Please take the lines from the one holding "Where can you see the snake" through the one holding "Where can you see the sansevieria" in the data below and copy them exactly.

________________________________________

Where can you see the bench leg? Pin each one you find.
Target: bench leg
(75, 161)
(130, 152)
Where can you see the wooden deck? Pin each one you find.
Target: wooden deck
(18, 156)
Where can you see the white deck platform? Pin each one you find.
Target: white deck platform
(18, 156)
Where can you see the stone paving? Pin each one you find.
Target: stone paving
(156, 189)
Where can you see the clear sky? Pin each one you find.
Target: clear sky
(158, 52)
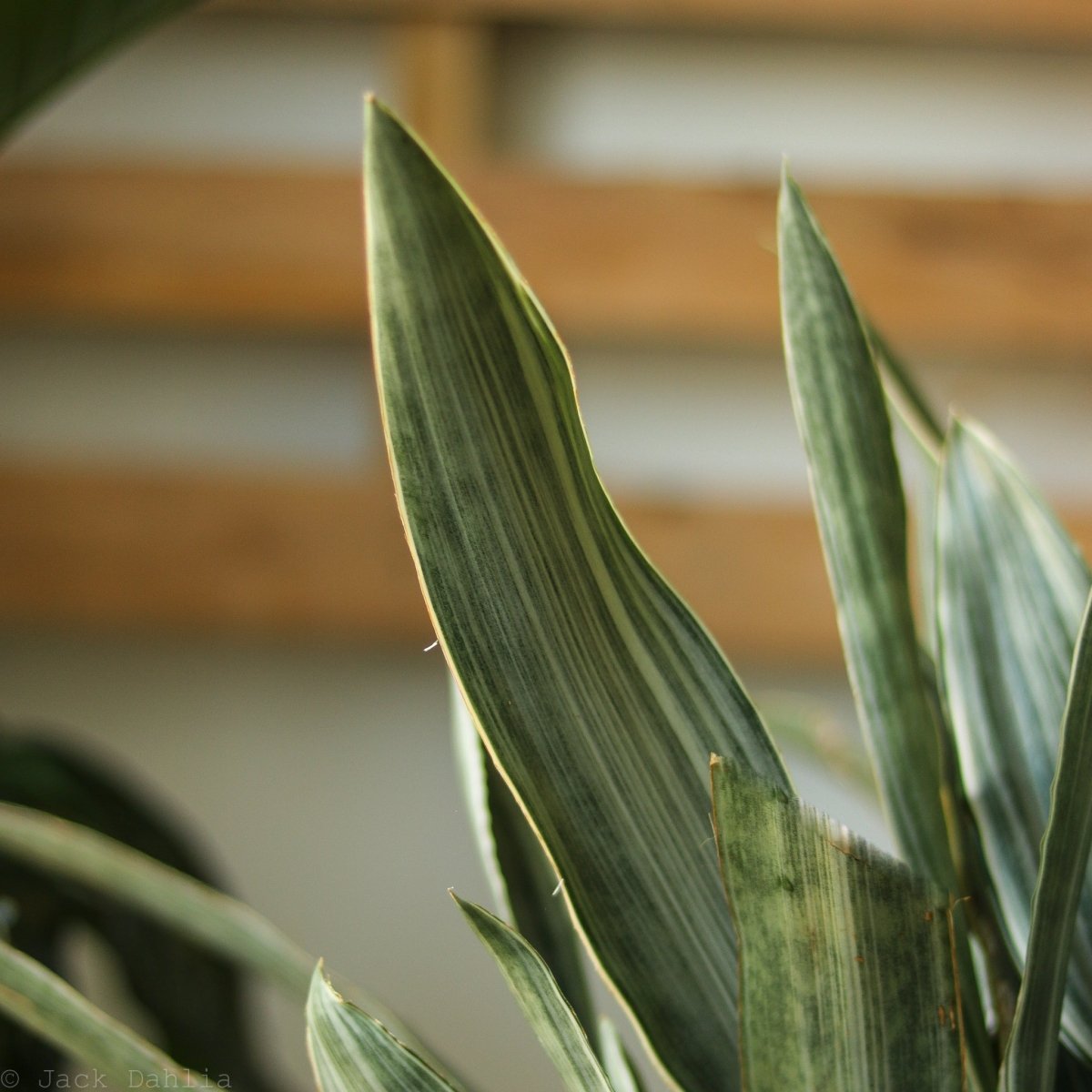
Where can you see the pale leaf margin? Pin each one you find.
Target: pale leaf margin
(856, 487)
(1032, 1054)
(583, 672)
(1011, 592)
(194, 910)
(541, 1000)
(353, 1052)
(47, 1006)
(524, 884)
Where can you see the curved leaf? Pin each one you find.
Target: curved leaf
(522, 878)
(1011, 592)
(845, 956)
(617, 1064)
(194, 996)
(192, 910)
(43, 43)
(856, 489)
(352, 1052)
(858, 500)
(541, 1002)
(599, 694)
(1032, 1054)
(46, 1005)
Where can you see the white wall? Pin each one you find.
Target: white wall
(322, 774)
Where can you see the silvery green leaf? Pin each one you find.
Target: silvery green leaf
(617, 1063)
(846, 975)
(353, 1052)
(598, 693)
(541, 1002)
(524, 884)
(1011, 591)
(46, 1005)
(192, 909)
(1032, 1054)
(857, 491)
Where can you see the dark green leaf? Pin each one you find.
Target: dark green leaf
(523, 880)
(541, 1002)
(353, 1052)
(44, 43)
(1011, 591)
(47, 1006)
(845, 956)
(1032, 1054)
(598, 693)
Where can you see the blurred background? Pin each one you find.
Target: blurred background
(201, 569)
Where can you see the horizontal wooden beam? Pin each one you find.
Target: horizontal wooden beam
(1066, 23)
(277, 249)
(323, 556)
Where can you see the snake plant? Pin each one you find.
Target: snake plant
(604, 737)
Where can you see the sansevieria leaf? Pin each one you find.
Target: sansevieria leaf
(599, 694)
(353, 1052)
(860, 503)
(45, 42)
(1011, 592)
(846, 973)
(194, 910)
(543, 1004)
(1032, 1055)
(522, 878)
(46, 1005)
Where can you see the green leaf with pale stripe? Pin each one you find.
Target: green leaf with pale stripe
(620, 1067)
(194, 910)
(598, 693)
(46, 1005)
(845, 956)
(860, 502)
(541, 1000)
(1011, 592)
(523, 882)
(858, 498)
(44, 43)
(1031, 1057)
(353, 1052)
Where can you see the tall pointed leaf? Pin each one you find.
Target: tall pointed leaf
(523, 880)
(860, 502)
(1011, 591)
(858, 498)
(846, 976)
(596, 692)
(1032, 1055)
(353, 1052)
(46, 1005)
(550, 1015)
(43, 43)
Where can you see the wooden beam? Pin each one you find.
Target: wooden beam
(445, 72)
(321, 556)
(1059, 23)
(1006, 277)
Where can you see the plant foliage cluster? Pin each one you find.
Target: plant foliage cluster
(600, 730)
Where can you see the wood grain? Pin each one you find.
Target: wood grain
(1059, 23)
(323, 556)
(989, 276)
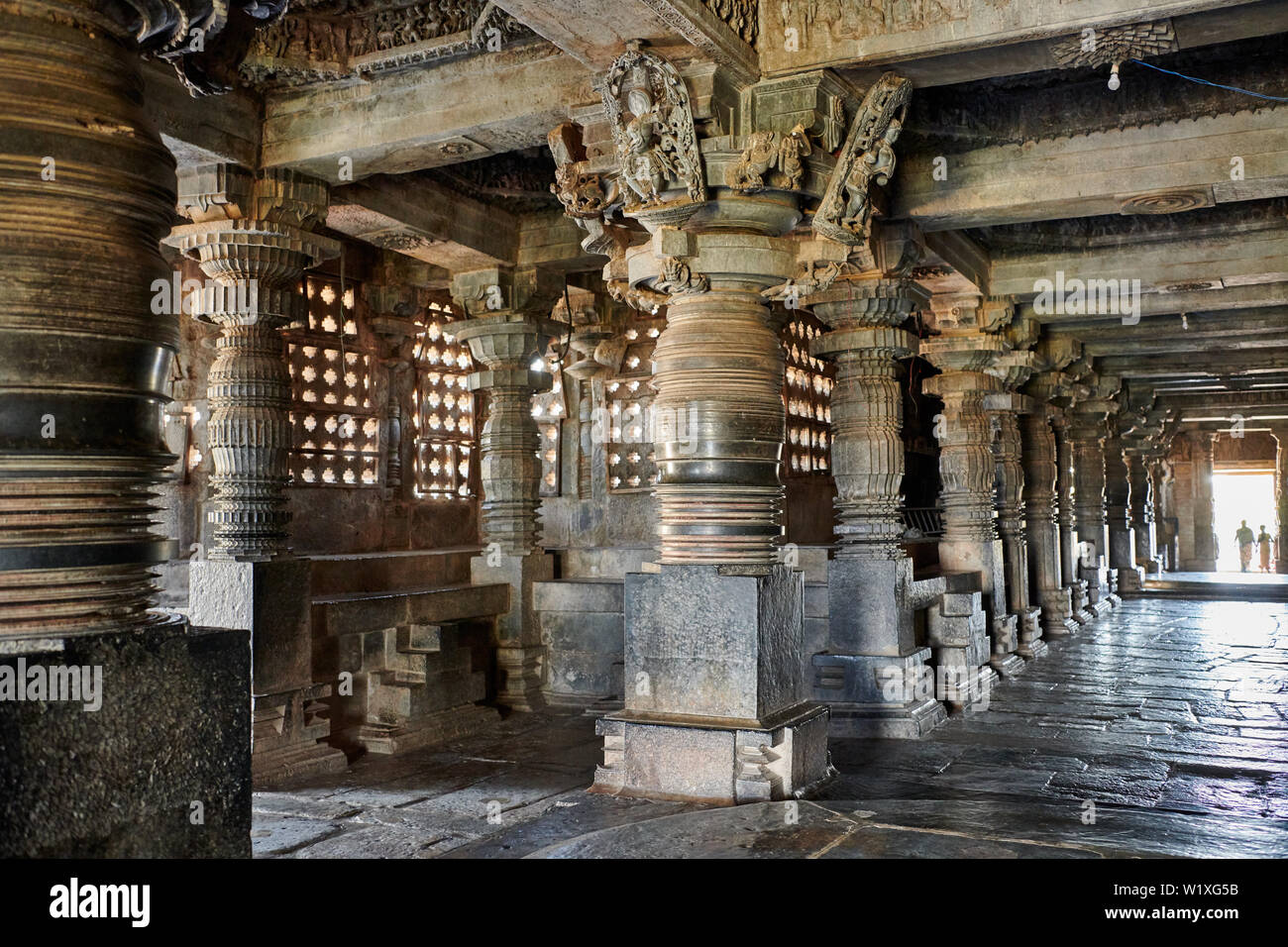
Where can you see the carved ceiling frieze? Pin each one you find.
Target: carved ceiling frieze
(1115, 44)
(353, 38)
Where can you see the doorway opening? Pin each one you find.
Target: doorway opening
(1237, 495)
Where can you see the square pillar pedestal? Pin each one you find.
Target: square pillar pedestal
(715, 693)
(874, 678)
(519, 652)
(271, 600)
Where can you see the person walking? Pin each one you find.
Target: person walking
(1263, 540)
(1244, 538)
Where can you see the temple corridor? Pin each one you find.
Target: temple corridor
(1158, 732)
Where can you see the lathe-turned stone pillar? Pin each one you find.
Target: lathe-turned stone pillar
(506, 343)
(970, 547)
(1038, 455)
(86, 189)
(716, 705)
(86, 347)
(1141, 506)
(872, 676)
(253, 234)
(1122, 544)
(1064, 519)
(1203, 458)
(1282, 500)
(1087, 432)
(1006, 408)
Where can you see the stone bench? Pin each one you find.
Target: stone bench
(411, 664)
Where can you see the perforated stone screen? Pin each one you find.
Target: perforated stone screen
(631, 463)
(335, 432)
(445, 416)
(806, 398)
(549, 411)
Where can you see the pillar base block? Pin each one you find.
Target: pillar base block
(518, 673)
(1008, 665)
(434, 728)
(879, 696)
(713, 761)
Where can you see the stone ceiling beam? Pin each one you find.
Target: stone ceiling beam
(1196, 333)
(1099, 172)
(965, 40)
(595, 33)
(1231, 260)
(193, 132)
(416, 119)
(425, 221)
(1214, 363)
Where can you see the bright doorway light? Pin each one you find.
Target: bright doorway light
(1237, 496)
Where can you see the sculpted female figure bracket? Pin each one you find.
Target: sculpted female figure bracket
(648, 107)
(867, 158)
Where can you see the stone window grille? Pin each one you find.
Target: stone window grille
(807, 399)
(549, 410)
(335, 431)
(445, 411)
(631, 463)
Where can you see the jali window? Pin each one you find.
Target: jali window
(806, 398)
(445, 410)
(631, 463)
(548, 408)
(335, 432)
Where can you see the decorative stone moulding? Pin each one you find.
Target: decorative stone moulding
(1115, 44)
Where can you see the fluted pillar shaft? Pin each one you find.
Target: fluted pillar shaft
(253, 236)
(1141, 509)
(867, 411)
(719, 425)
(1203, 453)
(1089, 501)
(1121, 556)
(1046, 579)
(86, 189)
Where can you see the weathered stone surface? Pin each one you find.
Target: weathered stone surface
(172, 729)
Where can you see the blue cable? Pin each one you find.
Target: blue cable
(1215, 85)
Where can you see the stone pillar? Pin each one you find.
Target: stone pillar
(872, 674)
(253, 234)
(1006, 408)
(1282, 500)
(506, 343)
(1038, 455)
(716, 703)
(1065, 522)
(1141, 508)
(1087, 433)
(88, 334)
(88, 189)
(1122, 541)
(970, 547)
(1202, 454)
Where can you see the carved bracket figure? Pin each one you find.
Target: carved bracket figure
(867, 158)
(648, 108)
(767, 151)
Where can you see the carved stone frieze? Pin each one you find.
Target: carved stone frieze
(648, 108)
(1115, 44)
(326, 42)
(774, 155)
(867, 158)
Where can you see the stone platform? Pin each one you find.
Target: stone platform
(1168, 718)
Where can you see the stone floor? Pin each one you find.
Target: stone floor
(1159, 731)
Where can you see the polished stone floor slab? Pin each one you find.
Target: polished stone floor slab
(1159, 731)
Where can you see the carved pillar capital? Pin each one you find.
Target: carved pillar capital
(253, 234)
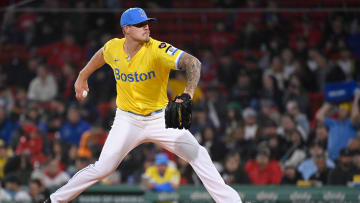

________________________________________

RESPONSE:
Where can you see the snake plant? Pin each one you find.
Target: snake plant
(604, 737)
Where can you see the sansevieria leaf? Pin each one you find.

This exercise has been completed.